TASK INSTRUCTIONS:
a) Print the stretch of the Juan Antonio Garretón text from "Military service" through "authorities in Valdivia.".
b) Name every person other than Juan Antonio Garretón who is mentioned in the Garretón text.
c) Go on with the text about Juan Antonio Garretón, starting after its last sentence.

PASSAGE PROVIDED:
-*-*-
Royal Governor of Chiloé
- In office 1761–1765
- Monarch: Charles III
- Preceded by: Antonio Narciso de Santa María
- Succeeded by: Manuel Fernández de Castelblanco

Personal details
- Born: c. 1714 Zaragoza, Spain
- Died: 1782 Lima, Peru
- Spouse: Benigna Fernández y Lorca
- Profession: Soldier

Military service
- Allegiance: Spain
- Battles/wars: Battle of Río Bueno

= Juan Antonio Garretón =

Spanish military officer

Juan Antonio Garretón (born in Aragón, Spain) was a Spanish army officer who served in different positions in Colonial Chile and Chiloé.

Garretón led Spanish forces based in Valdivia to victory in the Battle of Río Bueno of 1759. This battle was a break to a previous policy of befriending indigenous communities on behalf of the Spanish authorities in Valdivia.
-*-*-
RECORD SET:

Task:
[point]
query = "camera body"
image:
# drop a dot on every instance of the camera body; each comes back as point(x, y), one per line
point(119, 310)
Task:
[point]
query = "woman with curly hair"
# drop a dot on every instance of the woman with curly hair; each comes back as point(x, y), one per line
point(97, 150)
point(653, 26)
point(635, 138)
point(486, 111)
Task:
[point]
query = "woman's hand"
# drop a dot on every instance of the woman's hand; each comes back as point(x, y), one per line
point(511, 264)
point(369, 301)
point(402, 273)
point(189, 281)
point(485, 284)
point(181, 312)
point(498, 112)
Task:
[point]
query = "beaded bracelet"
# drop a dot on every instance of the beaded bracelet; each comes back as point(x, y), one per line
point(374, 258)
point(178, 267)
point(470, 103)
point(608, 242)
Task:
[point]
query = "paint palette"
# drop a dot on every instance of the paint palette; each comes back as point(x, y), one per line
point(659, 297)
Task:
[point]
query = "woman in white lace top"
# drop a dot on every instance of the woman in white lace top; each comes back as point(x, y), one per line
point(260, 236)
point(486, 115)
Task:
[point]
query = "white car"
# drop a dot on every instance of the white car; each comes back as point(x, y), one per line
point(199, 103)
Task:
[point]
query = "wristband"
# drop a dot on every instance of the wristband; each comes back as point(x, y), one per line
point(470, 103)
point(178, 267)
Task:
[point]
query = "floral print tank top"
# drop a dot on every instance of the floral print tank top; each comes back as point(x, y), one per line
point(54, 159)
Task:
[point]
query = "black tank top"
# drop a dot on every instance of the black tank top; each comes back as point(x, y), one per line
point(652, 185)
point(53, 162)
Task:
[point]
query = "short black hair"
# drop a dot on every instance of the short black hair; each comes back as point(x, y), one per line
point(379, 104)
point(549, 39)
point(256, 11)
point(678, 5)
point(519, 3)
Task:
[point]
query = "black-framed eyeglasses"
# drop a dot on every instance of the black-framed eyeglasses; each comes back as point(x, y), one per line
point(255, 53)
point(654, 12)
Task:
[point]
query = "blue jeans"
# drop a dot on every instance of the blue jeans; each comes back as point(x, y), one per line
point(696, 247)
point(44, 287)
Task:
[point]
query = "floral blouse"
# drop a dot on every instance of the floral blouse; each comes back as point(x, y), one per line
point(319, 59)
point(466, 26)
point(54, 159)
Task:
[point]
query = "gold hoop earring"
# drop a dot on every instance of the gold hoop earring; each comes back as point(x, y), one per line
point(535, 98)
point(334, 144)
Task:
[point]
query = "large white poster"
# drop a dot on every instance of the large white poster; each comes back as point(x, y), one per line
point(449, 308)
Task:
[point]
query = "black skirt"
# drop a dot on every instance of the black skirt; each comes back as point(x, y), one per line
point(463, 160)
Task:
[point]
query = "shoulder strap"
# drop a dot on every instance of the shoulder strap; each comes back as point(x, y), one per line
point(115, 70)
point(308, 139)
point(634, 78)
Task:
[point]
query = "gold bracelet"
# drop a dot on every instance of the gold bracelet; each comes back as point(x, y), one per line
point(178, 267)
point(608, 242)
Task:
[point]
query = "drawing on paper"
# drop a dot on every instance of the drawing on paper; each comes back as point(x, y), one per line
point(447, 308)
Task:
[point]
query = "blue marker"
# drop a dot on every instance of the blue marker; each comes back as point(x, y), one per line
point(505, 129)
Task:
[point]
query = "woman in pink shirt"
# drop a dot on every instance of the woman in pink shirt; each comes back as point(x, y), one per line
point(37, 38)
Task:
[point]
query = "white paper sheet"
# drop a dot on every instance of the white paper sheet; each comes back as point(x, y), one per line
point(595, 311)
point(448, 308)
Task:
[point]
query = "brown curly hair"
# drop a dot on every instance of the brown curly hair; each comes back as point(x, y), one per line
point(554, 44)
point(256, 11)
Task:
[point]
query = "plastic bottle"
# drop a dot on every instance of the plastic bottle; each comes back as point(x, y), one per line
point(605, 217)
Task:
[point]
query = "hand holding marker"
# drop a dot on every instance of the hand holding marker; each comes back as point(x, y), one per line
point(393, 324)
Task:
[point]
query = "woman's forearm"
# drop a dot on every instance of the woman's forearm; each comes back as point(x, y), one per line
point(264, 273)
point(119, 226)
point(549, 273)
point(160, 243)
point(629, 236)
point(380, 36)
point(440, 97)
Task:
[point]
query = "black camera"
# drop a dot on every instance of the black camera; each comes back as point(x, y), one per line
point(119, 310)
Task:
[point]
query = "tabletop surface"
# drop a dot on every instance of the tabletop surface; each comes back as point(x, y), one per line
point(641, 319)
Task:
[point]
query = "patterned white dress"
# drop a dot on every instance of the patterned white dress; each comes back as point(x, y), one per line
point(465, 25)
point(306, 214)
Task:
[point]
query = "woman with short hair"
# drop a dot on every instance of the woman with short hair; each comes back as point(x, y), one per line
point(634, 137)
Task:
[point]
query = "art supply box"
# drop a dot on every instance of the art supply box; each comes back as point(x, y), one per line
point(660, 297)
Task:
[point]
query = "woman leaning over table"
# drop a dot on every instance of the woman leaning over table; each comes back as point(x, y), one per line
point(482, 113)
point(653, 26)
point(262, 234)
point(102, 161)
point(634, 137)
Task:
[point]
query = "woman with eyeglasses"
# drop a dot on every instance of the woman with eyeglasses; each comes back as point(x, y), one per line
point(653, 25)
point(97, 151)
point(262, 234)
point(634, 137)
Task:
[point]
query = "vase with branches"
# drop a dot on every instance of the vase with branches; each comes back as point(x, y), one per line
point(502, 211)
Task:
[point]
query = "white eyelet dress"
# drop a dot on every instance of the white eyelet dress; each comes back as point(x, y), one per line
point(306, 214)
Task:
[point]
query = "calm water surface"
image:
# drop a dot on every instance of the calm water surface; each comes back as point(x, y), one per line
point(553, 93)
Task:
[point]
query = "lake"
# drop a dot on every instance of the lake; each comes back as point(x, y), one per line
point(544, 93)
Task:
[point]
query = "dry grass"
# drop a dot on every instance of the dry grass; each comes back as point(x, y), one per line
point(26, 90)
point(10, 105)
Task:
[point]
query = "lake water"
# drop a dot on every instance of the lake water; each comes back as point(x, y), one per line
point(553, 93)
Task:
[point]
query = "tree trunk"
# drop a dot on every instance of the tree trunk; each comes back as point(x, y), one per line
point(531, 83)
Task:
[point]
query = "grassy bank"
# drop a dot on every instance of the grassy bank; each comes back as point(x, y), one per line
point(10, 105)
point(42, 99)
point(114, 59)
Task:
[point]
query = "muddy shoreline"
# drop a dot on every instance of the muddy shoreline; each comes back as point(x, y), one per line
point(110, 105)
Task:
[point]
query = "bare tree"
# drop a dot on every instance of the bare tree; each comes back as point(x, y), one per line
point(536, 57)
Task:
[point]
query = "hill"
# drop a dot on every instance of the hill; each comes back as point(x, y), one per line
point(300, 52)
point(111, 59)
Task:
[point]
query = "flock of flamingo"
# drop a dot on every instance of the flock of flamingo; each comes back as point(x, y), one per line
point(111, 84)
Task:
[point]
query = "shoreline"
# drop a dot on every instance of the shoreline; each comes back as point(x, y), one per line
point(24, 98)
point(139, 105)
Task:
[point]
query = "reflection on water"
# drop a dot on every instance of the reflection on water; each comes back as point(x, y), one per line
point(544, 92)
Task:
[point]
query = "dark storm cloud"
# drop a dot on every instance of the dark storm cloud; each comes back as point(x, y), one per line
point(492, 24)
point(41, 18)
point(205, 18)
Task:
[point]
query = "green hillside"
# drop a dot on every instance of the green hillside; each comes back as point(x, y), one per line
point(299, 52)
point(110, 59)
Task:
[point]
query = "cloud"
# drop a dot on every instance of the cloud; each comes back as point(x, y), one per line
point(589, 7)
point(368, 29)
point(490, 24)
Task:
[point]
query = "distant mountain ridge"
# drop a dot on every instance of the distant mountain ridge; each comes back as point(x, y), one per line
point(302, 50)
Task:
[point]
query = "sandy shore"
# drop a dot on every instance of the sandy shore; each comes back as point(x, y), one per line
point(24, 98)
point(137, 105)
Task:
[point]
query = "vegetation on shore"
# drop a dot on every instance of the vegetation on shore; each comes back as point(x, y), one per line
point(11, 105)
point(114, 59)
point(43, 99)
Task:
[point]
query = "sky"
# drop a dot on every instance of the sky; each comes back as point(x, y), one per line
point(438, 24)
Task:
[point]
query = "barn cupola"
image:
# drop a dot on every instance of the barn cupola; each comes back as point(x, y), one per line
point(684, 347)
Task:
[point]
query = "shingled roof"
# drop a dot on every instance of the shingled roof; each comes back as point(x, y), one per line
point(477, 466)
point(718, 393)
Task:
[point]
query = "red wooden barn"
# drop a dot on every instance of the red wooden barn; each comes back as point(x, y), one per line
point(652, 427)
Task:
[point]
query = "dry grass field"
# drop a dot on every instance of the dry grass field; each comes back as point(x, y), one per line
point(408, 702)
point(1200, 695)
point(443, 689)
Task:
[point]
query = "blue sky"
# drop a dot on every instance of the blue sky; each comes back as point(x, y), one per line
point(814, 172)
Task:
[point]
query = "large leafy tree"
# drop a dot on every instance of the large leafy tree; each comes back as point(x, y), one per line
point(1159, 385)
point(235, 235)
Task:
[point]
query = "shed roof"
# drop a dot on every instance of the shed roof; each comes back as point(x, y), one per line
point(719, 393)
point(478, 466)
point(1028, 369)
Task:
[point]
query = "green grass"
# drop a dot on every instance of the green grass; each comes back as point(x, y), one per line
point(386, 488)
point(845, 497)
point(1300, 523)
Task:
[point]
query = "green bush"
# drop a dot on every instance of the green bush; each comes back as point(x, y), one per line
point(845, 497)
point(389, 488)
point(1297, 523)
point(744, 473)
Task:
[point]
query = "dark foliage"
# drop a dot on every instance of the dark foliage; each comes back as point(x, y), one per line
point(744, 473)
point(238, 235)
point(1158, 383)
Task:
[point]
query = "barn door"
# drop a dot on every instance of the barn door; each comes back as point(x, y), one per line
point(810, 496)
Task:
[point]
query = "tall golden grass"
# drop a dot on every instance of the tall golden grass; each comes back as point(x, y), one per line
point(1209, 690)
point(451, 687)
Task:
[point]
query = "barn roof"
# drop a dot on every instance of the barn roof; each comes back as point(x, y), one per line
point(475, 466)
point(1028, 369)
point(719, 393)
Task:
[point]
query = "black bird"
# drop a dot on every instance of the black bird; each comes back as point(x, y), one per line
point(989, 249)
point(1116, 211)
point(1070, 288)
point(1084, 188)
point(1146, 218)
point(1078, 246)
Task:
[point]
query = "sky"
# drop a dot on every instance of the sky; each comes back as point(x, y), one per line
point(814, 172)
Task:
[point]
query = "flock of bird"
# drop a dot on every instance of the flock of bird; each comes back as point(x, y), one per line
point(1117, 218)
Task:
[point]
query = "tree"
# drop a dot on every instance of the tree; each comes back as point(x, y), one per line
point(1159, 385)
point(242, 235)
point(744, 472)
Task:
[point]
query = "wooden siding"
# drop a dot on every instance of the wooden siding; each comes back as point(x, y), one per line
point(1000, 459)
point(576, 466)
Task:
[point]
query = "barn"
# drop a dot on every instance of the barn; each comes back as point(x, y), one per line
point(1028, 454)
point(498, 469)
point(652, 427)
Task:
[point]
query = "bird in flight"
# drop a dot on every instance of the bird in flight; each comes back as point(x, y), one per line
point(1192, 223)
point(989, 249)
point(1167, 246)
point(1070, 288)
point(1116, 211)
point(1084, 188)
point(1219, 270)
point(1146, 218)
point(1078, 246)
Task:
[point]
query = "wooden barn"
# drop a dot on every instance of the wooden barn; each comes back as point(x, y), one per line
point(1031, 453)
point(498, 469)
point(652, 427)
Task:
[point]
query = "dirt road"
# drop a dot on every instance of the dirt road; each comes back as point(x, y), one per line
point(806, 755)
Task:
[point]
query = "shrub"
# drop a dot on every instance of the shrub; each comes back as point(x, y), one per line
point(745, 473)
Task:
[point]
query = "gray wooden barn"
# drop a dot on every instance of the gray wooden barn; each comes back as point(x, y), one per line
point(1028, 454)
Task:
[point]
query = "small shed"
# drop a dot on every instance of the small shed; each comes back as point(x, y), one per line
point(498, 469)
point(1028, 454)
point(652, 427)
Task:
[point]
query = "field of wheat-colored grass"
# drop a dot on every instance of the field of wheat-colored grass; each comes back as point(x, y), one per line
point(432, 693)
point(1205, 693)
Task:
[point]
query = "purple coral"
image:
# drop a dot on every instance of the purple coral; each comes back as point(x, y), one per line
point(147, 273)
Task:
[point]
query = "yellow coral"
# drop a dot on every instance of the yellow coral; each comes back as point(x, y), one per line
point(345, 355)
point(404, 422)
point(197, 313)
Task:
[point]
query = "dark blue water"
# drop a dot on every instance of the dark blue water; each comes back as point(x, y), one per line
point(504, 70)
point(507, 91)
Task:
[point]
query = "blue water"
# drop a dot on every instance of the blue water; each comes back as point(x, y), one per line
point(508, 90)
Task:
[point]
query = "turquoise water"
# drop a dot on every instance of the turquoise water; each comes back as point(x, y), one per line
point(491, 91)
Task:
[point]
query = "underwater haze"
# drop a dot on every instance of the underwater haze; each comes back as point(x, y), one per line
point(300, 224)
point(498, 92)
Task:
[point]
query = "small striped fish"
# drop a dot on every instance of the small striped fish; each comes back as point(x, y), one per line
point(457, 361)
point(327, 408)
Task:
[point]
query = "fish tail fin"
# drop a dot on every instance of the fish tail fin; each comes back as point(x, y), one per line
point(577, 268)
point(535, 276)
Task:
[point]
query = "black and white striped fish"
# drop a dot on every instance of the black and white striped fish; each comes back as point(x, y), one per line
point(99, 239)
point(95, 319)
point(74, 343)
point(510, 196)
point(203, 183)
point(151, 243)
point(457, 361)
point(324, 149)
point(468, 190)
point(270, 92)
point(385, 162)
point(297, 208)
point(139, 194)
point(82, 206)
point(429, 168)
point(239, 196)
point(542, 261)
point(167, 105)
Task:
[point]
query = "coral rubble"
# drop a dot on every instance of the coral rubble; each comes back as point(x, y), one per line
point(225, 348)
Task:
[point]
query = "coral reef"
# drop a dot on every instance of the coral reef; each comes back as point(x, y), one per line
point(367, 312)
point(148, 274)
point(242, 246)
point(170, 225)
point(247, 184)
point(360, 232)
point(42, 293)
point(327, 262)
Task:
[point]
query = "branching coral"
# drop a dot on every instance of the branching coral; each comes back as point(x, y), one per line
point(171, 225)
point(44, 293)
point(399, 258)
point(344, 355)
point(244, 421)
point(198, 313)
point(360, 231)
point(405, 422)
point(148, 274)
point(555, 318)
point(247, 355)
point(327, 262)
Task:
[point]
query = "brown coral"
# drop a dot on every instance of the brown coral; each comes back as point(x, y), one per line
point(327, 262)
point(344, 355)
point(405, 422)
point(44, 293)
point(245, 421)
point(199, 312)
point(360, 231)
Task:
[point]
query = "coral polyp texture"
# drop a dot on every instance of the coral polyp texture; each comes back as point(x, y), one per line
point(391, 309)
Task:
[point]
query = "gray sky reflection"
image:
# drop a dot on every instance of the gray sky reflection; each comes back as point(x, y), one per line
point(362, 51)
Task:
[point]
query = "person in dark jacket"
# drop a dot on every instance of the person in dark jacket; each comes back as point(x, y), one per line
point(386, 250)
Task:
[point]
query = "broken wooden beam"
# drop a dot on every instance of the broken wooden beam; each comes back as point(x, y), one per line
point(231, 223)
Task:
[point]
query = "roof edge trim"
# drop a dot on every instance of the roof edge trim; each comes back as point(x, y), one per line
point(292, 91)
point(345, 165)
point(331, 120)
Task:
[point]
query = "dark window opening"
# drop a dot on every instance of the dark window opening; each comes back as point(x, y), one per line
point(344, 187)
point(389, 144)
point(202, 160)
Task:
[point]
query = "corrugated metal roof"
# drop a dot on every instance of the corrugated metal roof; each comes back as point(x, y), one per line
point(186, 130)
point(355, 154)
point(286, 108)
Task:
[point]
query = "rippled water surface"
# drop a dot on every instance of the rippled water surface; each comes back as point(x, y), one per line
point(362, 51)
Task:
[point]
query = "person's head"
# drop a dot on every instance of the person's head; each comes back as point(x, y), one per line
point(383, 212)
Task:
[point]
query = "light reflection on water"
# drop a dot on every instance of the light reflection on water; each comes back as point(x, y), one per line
-*-*-
EXPECTED RESPONSES:
a)
Military service
- Allegiance: Spain
- Battles/wars: Battle of Río Bueno

= Juan Antonio Garretón =

Spanish military officer

Juan Antonio Garretón (born in Aragón, Spain) was a Spanish army officer who served in different positions in Colonial Chile and Chiloé.

Garretón led Spanish forces based in Valdivia to victory in the Battle of Río Bueno of 1759. This battle was a break to a previous policy of befriending indigenous communities on behalf of the Spanish authorities in Valdivia.

b) Charles III, Antonio Narciso de Santa María, Manuel Fernández de Castelblanco, and Benigna Fernández y Lorca.

c)
Following his stay in Valdivia he served as Royal Governor of Chiloé from 1761 to 1765. Garretón had difficult relation with indigenous peoples and the Jesuits of Chiloé. His removal from the position of Royal Governor of Chiloé was related to his violation the secrecy of correspondence of local Jesuits.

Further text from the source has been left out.